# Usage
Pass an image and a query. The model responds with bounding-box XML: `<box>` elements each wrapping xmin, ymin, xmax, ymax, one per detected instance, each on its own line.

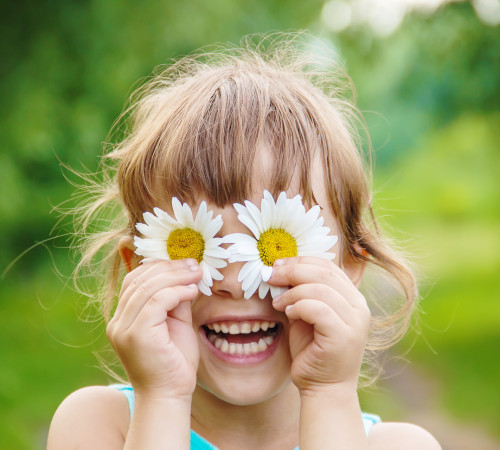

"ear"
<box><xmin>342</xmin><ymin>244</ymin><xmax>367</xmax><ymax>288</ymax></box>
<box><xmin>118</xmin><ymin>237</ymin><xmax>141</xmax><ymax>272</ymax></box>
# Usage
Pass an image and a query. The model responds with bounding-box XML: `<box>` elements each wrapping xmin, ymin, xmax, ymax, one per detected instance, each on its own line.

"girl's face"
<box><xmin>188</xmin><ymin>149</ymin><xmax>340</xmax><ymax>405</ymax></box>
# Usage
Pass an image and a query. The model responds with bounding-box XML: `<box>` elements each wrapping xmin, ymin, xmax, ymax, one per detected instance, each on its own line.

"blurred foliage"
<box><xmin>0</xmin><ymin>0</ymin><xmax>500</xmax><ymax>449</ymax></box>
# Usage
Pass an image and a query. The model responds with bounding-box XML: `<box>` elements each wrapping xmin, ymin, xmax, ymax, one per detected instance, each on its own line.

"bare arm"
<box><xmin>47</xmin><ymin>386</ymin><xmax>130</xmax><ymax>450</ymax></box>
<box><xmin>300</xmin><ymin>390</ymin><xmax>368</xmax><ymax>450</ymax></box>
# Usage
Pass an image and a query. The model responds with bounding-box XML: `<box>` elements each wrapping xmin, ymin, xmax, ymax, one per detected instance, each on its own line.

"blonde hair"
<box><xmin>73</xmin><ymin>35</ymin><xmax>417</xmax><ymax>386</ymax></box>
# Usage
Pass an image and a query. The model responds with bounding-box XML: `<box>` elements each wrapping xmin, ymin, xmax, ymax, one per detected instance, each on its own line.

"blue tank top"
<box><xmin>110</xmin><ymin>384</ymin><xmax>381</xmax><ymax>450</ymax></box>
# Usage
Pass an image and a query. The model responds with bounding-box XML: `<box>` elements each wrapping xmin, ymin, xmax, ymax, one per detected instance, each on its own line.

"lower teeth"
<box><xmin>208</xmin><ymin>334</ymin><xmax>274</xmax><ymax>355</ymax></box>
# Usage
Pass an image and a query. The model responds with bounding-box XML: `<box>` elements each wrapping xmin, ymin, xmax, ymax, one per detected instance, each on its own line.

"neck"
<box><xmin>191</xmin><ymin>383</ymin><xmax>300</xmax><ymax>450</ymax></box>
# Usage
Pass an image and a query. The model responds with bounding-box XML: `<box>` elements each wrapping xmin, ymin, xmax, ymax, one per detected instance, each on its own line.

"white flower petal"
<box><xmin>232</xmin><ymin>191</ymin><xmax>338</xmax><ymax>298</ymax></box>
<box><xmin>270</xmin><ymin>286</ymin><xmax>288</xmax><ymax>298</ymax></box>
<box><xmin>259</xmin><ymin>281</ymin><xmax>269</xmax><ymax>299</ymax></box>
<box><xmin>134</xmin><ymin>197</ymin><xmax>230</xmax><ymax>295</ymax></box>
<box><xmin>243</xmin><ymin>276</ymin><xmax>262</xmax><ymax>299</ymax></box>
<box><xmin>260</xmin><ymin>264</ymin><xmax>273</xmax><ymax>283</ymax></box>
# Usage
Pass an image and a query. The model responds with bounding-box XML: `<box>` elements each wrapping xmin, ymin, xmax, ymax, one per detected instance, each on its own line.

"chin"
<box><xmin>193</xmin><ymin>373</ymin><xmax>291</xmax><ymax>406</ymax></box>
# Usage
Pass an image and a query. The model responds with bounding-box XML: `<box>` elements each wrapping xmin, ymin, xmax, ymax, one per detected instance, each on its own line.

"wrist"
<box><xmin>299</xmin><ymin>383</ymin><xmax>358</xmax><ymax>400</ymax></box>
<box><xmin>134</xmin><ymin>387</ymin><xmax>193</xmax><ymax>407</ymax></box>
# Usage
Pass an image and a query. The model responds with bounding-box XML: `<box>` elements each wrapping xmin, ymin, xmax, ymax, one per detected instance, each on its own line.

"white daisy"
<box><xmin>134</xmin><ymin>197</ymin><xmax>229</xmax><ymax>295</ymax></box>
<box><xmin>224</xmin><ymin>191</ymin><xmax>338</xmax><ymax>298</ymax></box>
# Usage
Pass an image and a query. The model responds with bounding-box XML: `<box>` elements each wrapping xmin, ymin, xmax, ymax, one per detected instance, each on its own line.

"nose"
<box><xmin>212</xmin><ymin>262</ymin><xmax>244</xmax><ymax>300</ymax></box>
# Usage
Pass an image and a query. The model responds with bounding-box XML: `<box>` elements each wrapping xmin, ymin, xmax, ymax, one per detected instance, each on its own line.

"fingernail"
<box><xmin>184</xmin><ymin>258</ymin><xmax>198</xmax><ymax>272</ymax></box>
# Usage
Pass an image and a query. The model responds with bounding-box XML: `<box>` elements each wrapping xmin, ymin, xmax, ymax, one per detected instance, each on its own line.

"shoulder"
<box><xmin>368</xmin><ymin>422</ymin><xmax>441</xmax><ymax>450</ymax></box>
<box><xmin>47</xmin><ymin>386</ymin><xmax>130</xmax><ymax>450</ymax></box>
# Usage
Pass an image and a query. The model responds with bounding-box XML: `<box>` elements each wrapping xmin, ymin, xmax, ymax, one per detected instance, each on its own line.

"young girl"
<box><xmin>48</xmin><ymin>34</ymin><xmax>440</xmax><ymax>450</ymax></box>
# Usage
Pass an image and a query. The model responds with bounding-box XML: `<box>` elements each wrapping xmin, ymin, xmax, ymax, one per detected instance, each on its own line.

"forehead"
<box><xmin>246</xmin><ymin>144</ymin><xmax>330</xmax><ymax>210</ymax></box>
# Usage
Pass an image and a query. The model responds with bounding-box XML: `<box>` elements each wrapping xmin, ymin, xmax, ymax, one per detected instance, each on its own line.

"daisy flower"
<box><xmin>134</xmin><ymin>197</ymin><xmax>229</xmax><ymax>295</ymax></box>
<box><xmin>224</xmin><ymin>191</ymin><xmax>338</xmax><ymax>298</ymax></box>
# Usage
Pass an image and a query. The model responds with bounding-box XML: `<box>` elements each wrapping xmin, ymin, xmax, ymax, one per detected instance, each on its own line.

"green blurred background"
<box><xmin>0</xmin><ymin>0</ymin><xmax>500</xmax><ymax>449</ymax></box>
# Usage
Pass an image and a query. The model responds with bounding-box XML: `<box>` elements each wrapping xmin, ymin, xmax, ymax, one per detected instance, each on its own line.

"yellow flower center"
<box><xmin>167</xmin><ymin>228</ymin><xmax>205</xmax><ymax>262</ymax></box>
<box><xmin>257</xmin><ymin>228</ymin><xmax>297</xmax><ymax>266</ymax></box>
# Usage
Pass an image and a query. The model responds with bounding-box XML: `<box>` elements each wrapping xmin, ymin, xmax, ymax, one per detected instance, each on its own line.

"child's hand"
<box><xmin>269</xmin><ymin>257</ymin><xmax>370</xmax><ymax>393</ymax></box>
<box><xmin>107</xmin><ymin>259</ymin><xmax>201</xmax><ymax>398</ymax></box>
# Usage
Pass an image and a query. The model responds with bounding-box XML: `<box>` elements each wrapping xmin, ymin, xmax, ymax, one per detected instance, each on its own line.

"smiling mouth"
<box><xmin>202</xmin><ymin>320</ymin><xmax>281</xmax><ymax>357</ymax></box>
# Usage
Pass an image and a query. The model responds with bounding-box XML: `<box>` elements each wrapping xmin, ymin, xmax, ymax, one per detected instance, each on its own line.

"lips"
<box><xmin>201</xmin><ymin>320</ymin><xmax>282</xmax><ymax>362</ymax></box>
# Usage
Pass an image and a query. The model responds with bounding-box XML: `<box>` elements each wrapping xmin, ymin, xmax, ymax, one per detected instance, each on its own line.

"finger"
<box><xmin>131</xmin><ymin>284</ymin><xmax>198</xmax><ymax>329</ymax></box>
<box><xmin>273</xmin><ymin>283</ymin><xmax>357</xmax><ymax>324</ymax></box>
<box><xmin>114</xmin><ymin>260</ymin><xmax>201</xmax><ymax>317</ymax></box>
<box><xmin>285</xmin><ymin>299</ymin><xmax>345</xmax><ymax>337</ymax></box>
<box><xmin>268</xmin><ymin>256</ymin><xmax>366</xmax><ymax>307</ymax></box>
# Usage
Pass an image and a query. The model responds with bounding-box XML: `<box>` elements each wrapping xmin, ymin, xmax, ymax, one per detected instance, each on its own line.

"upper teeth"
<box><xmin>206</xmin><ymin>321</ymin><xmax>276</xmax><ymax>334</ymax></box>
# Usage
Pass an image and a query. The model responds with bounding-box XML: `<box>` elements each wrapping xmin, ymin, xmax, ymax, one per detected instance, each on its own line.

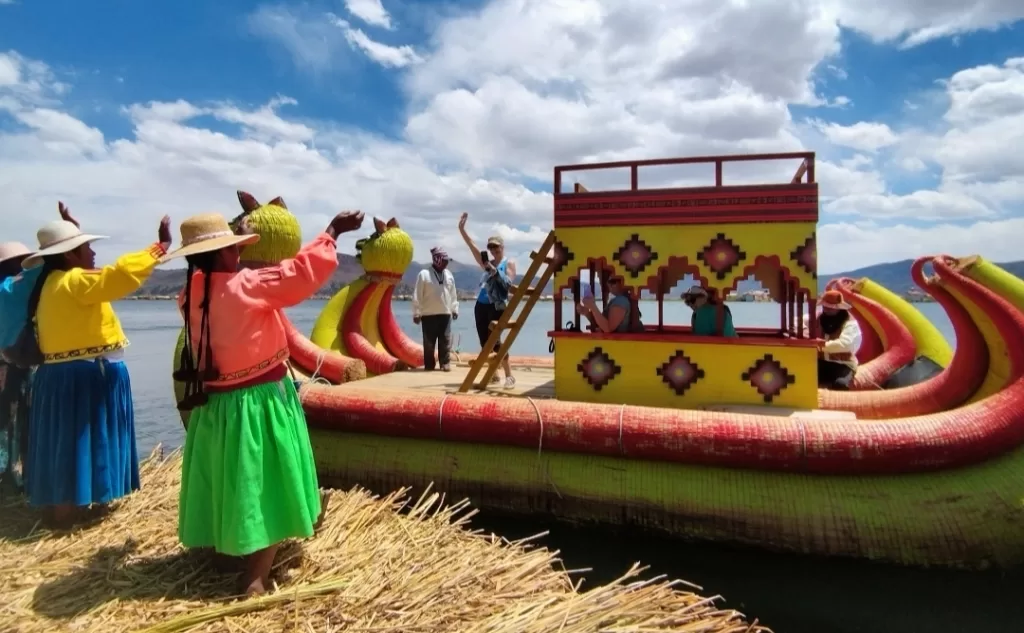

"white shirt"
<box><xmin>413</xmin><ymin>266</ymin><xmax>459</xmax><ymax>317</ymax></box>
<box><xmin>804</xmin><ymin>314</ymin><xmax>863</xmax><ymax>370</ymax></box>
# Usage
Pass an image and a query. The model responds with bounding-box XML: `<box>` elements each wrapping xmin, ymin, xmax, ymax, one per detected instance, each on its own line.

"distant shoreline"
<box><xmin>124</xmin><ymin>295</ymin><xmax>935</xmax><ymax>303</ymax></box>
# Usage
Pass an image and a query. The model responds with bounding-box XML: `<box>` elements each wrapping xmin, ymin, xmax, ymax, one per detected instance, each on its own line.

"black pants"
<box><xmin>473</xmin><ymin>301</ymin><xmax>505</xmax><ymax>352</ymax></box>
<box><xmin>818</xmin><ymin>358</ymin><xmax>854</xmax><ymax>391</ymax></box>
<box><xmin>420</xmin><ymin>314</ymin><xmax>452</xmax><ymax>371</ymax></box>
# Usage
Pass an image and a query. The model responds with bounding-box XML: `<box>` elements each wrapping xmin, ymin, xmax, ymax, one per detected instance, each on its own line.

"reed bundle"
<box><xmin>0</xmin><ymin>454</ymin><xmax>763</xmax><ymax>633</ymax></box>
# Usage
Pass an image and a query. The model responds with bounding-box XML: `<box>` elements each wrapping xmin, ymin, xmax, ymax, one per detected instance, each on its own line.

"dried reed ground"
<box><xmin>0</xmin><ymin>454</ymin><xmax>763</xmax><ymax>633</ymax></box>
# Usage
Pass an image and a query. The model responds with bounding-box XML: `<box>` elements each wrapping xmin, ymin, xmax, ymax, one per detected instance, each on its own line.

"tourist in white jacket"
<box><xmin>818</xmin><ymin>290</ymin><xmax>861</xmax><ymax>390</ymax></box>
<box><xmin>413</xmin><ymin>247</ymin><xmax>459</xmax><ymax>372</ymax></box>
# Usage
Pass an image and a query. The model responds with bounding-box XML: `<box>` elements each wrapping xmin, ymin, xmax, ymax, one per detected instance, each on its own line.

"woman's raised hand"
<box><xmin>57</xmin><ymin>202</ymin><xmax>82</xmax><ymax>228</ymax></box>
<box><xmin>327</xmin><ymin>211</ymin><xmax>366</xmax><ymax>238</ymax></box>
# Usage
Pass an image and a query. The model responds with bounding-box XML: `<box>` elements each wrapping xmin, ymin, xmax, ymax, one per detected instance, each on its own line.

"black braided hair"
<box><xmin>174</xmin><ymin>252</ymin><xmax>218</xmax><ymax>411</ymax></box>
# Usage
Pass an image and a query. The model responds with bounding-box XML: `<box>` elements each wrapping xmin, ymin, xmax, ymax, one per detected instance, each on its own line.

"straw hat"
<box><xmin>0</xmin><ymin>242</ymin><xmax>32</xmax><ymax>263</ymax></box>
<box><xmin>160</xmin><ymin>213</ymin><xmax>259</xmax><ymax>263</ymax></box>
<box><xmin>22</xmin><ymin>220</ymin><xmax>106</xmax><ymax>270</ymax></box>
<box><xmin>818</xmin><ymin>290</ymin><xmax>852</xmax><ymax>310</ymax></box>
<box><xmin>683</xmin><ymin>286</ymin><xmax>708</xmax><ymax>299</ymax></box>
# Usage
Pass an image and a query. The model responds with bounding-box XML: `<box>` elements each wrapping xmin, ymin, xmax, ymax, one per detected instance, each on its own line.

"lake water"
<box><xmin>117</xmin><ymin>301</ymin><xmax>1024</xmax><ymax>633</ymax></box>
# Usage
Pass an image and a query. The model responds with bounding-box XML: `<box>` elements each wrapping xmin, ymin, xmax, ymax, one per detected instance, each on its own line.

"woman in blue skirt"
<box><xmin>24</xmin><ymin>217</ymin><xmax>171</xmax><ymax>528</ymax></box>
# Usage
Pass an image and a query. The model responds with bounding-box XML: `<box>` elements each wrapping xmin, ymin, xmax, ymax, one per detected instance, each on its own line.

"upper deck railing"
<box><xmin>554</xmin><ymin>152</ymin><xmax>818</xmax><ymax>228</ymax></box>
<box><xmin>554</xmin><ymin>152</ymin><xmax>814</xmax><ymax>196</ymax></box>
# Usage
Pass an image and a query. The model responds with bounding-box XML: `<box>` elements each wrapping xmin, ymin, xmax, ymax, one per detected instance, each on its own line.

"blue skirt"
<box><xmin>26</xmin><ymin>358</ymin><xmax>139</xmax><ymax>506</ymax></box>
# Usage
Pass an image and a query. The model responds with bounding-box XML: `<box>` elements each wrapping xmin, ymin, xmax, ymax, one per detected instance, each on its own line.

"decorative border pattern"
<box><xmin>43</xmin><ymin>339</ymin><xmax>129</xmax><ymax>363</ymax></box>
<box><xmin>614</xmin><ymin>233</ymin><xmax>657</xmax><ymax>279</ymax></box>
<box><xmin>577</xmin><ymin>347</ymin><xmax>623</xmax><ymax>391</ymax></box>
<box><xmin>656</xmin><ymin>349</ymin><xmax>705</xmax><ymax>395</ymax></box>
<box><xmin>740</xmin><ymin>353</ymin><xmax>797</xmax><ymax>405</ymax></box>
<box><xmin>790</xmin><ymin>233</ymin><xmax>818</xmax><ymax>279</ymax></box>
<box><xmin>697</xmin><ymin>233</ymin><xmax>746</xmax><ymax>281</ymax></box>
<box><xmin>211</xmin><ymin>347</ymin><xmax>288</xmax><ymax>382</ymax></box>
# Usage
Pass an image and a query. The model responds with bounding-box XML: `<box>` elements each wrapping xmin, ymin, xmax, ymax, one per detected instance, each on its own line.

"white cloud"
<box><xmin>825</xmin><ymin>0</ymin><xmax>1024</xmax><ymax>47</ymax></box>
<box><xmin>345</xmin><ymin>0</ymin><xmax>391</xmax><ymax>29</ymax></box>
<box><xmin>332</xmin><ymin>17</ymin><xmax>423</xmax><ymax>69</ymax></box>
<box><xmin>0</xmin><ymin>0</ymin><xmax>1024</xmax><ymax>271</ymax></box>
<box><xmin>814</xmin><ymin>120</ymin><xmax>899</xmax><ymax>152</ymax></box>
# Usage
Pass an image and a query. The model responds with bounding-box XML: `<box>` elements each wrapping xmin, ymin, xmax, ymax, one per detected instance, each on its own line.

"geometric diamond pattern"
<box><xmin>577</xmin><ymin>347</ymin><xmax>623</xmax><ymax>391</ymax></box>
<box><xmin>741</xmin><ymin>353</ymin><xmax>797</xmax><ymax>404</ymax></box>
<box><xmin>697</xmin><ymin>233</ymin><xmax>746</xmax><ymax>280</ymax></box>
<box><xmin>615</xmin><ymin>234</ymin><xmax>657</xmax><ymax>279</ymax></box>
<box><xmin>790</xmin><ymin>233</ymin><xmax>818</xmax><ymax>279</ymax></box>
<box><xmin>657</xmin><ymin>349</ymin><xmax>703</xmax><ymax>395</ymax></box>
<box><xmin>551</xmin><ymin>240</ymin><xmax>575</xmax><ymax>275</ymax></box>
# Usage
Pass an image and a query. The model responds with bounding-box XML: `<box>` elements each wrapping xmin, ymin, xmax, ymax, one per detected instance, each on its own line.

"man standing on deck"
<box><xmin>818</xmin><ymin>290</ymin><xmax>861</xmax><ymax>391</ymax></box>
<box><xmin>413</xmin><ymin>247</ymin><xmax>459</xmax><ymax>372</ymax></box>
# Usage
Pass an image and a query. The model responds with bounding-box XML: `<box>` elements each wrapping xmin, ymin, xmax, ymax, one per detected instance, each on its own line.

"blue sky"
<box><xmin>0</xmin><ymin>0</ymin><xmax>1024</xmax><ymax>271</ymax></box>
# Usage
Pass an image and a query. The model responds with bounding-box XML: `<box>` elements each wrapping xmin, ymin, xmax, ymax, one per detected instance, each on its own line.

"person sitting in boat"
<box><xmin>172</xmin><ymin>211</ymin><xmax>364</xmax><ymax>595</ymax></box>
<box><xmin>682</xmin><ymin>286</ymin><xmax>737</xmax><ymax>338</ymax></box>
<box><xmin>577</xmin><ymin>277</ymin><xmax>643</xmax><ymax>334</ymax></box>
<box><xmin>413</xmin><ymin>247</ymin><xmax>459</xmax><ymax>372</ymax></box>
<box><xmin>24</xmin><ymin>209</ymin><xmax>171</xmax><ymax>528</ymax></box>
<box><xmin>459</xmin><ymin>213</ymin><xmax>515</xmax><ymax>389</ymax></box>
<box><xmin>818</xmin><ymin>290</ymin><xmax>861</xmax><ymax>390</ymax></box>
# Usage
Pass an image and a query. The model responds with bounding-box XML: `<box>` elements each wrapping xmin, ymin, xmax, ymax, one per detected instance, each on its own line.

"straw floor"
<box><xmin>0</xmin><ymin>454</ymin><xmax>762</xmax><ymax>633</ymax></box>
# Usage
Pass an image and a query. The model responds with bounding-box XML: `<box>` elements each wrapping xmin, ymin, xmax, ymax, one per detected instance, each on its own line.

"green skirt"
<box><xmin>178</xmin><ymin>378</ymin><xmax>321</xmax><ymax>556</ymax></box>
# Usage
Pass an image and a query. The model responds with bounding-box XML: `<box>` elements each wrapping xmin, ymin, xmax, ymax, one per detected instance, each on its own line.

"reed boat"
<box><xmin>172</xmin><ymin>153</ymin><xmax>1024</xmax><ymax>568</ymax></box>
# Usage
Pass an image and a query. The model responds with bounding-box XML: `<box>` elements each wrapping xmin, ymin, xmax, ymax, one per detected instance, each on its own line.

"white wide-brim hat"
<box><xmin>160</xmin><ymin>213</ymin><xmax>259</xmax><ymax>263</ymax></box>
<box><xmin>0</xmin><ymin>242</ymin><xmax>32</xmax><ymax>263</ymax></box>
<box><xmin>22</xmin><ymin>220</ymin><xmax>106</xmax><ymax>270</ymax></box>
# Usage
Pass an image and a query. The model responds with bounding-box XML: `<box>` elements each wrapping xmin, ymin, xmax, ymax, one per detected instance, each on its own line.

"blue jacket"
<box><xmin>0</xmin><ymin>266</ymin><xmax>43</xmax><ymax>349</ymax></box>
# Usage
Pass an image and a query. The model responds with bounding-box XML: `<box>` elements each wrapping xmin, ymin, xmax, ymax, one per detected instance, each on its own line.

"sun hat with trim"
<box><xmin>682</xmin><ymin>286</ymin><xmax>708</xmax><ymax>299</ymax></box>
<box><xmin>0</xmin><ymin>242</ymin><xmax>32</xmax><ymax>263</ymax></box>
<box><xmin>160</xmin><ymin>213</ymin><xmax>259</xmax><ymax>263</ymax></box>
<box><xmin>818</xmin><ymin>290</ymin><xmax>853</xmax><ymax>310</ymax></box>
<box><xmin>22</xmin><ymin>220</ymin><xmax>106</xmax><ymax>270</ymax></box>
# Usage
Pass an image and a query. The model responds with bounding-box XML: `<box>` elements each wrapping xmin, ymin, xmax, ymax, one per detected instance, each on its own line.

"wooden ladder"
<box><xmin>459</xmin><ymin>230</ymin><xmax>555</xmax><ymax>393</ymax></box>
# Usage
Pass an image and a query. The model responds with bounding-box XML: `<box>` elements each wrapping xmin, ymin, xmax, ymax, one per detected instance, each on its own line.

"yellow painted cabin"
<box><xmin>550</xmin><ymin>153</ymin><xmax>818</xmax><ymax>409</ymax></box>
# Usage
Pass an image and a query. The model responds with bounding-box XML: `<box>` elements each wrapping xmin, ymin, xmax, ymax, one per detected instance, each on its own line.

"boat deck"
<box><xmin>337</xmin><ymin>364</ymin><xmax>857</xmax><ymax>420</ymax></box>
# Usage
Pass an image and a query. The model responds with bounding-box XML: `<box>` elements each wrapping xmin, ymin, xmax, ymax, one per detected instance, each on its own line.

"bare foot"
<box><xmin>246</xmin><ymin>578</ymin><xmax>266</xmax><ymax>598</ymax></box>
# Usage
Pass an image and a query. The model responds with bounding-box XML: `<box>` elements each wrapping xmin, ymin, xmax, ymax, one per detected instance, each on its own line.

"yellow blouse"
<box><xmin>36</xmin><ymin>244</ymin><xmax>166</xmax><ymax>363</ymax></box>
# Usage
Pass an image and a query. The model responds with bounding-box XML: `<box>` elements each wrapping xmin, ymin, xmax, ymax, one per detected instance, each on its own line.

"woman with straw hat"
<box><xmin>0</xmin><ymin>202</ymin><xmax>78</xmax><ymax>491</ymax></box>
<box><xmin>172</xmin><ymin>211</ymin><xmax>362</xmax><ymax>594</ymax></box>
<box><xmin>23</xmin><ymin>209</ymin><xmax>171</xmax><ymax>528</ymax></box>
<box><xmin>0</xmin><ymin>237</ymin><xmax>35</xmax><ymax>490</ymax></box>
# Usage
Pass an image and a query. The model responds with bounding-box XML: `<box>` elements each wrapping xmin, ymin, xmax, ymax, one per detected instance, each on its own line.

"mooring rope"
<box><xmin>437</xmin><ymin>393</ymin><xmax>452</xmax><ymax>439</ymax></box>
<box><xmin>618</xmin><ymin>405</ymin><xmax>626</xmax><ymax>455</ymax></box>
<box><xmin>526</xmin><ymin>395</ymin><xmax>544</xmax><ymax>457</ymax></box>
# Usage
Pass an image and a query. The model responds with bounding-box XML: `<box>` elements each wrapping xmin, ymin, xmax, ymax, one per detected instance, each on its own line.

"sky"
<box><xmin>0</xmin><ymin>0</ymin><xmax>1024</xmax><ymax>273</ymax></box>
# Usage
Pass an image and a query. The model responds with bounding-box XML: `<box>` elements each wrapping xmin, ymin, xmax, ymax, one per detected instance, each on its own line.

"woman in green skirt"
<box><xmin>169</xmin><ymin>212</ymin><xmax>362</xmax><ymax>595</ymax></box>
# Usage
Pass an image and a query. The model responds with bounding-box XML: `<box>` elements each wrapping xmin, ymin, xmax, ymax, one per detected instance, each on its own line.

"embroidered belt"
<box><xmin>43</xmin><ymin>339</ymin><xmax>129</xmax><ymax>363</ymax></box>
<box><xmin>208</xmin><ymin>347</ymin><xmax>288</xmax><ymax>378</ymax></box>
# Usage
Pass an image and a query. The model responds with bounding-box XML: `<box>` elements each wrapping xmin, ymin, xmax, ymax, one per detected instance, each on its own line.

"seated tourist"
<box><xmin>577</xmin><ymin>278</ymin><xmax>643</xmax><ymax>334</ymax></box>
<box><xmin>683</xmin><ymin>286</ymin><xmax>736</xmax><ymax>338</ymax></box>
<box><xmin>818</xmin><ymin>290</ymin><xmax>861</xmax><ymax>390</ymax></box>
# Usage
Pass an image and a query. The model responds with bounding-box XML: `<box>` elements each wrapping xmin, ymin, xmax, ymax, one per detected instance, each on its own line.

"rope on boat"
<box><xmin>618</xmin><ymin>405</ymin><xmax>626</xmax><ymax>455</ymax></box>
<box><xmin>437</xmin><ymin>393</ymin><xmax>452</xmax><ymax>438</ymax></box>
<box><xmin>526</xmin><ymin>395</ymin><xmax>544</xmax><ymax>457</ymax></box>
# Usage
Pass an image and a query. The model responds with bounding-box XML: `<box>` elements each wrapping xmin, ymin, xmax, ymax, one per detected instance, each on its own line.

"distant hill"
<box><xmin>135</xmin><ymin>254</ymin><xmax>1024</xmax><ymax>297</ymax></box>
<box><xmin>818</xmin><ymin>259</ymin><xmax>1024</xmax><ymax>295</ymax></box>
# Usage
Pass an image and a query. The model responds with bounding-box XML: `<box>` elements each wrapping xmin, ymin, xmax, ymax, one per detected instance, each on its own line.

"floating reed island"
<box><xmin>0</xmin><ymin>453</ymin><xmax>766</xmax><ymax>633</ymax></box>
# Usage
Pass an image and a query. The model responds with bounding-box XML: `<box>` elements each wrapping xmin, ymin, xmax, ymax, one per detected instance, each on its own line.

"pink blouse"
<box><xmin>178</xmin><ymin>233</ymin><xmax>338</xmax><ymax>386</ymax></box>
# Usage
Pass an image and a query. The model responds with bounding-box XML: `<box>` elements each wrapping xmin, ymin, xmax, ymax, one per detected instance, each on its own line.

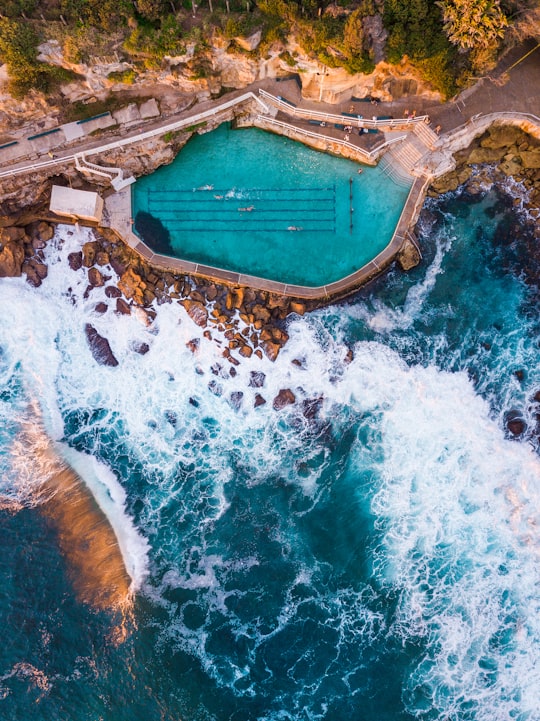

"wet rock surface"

+++

(Task to complete)
After the rows above, list every line in them that contains the string "green". Matching is case-sensitive.

(Final result)
"green blurred background"
"green skirt"
"woman in green skirt"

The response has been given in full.